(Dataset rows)
begin

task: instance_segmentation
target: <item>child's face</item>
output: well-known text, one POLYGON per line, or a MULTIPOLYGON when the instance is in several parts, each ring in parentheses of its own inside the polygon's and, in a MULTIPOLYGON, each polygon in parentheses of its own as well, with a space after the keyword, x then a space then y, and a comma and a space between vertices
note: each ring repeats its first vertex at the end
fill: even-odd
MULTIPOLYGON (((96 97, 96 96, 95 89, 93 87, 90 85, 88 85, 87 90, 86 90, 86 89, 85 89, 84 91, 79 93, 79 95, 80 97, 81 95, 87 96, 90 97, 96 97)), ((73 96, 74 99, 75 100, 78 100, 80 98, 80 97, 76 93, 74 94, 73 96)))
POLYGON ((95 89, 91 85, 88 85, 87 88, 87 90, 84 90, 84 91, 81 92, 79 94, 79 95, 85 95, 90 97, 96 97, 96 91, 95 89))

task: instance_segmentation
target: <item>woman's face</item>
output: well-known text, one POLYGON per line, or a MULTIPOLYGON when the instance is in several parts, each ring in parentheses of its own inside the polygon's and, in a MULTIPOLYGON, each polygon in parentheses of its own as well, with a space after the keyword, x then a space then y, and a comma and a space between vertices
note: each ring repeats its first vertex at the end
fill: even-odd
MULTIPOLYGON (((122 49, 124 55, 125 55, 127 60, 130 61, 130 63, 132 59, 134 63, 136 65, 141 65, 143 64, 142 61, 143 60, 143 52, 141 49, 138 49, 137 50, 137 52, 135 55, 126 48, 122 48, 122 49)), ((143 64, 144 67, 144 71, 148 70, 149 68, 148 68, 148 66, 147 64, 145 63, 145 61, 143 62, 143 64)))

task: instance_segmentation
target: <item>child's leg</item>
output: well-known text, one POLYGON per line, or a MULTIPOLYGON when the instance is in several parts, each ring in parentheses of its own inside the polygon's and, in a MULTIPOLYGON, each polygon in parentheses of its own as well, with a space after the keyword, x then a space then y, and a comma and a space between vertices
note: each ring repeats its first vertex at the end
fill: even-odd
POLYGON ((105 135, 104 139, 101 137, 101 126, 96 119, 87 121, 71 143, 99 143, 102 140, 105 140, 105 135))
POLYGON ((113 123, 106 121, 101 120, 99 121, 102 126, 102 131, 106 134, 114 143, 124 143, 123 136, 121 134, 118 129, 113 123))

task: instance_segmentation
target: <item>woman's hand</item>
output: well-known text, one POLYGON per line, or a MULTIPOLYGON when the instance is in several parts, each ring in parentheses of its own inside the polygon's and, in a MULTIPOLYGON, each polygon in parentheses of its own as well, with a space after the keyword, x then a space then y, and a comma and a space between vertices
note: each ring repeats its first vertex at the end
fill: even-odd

end

▶ _TASK GOAL_:
Turn the whole listing above into a numbered list, one item per line, leaving out the blank lines.

▶ _RESPONSE TO THE EXERCISE_:
1. task: instance_segmentation
2. target: <item>child's face</item>
3. output: well-known text, one POLYGON per line, or a MULTIPOLYGON when the instance is in several parts, each ring in parentheses of its own inside the polygon's and, in a MULTIPOLYGON, each polygon in parentheses of its own as well, with a space after the keyword, x then a space then y, and a comma and a space between vertices
4. note: each ring repeats its first vertex at the end
5. fill: even-odd
6. MULTIPOLYGON (((96 97, 96 96, 95 89, 93 87, 90 85, 88 85, 87 90, 86 90, 86 89, 85 89, 84 91, 79 93, 79 95, 80 97, 81 95, 87 96, 90 97, 96 97)), ((73 96, 74 99, 75 100, 78 100, 80 98, 80 97, 76 93, 74 94, 73 96)))
7. POLYGON ((95 89, 91 85, 88 85, 87 88, 87 90, 84 90, 84 91, 81 92, 79 94, 79 95, 85 95, 90 97, 96 97, 96 91, 95 89))
8. task: instance_segmentation
9. target: <item>woman's face</item>
10. output: well-known text, one POLYGON per line, or a MULTIPOLYGON when the instance is in several parts, each ring in parentheses of its own inside the polygon's and, in a MULTIPOLYGON, each polygon in parentheses of its own as well, with a space after the keyword, x then a space then y, and a comma and a space between vertices
11. note: each ring repeats its first vertex at the end
12. fill: even-odd
13. MULTIPOLYGON (((122 49, 124 55, 125 55, 127 60, 130 61, 130 63, 132 59, 134 63, 136 65, 141 65, 143 64, 142 61, 143 60, 143 52, 141 49, 138 49, 137 50, 137 52, 135 55, 126 48, 122 48, 122 49)), ((143 64, 144 67, 144 71, 148 70, 149 68, 148 68, 148 66, 147 64, 145 63, 145 61, 143 62, 143 64)))
14. task: instance_segmentation
15. target: <item>child's leg</item>
16. output: well-known text, one POLYGON per line, or a MULTIPOLYGON when the instance is in several parts, each ring in parentheses of its own inside the polygon's and, in a MULTIPOLYGON, each polygon in parentheses of its own as well, with a space after the keyword, x then a space then y, and a comma and a space between vertices
17. note: each ring repeats its first vertex at the end
18. fill: even-odd
19. POLYGON ((105 135, 104 139, 101 137, 101 126, 96 119, 87 121, 71 143, 99 143, 102 140, 105 140, 105 135))
20. POLYGON ((113 123, 106 121, 101 120, 99 121, 102 126, 102 131, 106 134, 114 143, 124 143, 123 136, 121 134, 118 129, 113 123))
21. task: instance_segmentation
22. target: <item>woman's hand</item>
23. output: well-known text, one POLYGON per line, or a MULTIPOLYGON when the instance is in several parts, each ring in parentheses of its own inside the polygon's and, in a MULTIPOLYGON, each polygon in parentheses of its own as well, with a space after the keyword, x then a space then y, and a comma and a space between vertices
24. note: each ring repeats its first vertex at the end
25. fill: even-odd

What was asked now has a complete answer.